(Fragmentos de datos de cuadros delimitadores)

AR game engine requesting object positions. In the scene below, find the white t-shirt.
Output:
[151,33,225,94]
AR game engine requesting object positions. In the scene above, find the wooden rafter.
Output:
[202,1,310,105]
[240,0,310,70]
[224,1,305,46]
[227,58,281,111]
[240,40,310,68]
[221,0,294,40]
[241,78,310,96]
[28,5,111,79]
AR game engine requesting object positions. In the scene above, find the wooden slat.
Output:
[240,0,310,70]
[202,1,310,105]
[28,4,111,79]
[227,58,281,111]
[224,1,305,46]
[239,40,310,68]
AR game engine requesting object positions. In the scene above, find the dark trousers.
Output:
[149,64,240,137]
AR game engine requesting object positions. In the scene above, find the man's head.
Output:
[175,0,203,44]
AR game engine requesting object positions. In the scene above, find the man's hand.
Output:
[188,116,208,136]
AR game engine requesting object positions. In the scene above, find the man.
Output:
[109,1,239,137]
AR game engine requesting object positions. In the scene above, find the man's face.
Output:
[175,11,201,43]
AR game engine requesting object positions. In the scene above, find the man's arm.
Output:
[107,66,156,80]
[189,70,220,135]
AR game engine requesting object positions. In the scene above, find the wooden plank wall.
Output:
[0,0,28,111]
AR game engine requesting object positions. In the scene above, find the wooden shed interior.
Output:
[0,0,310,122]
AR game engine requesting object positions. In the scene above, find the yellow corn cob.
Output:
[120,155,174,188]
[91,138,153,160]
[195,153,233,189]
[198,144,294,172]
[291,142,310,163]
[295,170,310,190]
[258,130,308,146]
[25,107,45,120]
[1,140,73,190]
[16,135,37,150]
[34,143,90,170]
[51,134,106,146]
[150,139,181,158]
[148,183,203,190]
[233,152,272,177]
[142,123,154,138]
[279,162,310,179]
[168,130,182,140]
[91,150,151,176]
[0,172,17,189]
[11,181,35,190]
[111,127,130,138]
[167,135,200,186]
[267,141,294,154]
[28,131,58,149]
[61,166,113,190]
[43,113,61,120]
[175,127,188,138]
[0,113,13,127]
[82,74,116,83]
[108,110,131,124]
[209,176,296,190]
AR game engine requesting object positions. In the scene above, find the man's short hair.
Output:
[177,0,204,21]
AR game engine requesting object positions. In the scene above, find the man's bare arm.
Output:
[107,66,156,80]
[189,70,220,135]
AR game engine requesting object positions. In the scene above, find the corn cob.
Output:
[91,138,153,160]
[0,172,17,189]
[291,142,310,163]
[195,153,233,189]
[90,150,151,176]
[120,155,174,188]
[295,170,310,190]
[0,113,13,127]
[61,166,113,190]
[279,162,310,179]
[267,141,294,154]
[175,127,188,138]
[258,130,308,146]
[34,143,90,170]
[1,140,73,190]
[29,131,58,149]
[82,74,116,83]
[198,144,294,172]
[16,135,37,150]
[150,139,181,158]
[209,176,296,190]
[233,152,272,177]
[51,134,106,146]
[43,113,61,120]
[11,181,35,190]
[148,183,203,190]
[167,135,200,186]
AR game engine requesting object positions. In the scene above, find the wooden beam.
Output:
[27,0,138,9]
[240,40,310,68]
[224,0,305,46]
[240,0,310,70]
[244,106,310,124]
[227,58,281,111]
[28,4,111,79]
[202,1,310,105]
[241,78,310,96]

## [PROBLEMA PLANTEADO]
Pasa a una lista numerada las líneas de los ítems, desde la primera hasta la que contiene "[0,0,28,111]", ambas incluidas, omitiendo las líneas en blanco.

## [SOLUCIÓN DEL PROBLEMA]
1. AR game engine requesting object positions. In the scene below, find the white t-shirt.
2. Output:
3. [151,33,225,94]
4. AR game engine requesting object positions. In the scene above, find the wooden rafter.
5. Output:
6. [202,1,310,105]
7. [240,0,310,70]
8. [224,1,305,46]
9. [227,58,281,111]
10. [240,40,310,68]
11. [221,0,294,40]
12. [241,78,310,96]
13. [28,5,111,79]
14. AR game engine requesting object positions. In the scene above, find the wooden slat.
15. Output:
16. [240,0,310,70]
17. [202,1,310,105]
18. [28,4,111,79]
19. [227,58,281,111]
20. [224,1,305,46]
21. [239,40,310,68]
22. AR game engine requesting object positions. In the scene above, find the dark trousers.
23. Output:
24. [149,64,240,137]
25. AR game engine requesting object positions. In the scene above, find the man's head.
26. Output:
27. [175,0,203,44]
28. AR game engine requesting object positions. In the scene above, find the man's hand.
29. Output:
30. [188,116,208,136]
31. AR game engine requesting object positions. In the scene above, find the man.
32. Output:
33. [109,1,239,137]
34. AR game engine requesting object positions. In the scene above, find the man's face.
35. Output:
36. [175,11,201,43]
37. AR game engine requesting object positions. In the scene above, find the man's arm.
38. Output:
39. [107,66,156,80]
40. [189,70,220,135]
41. AR game engine requesting object positions. In the scene above, find the wooden plank wall.
42. Output:
43. [0,0,28,111]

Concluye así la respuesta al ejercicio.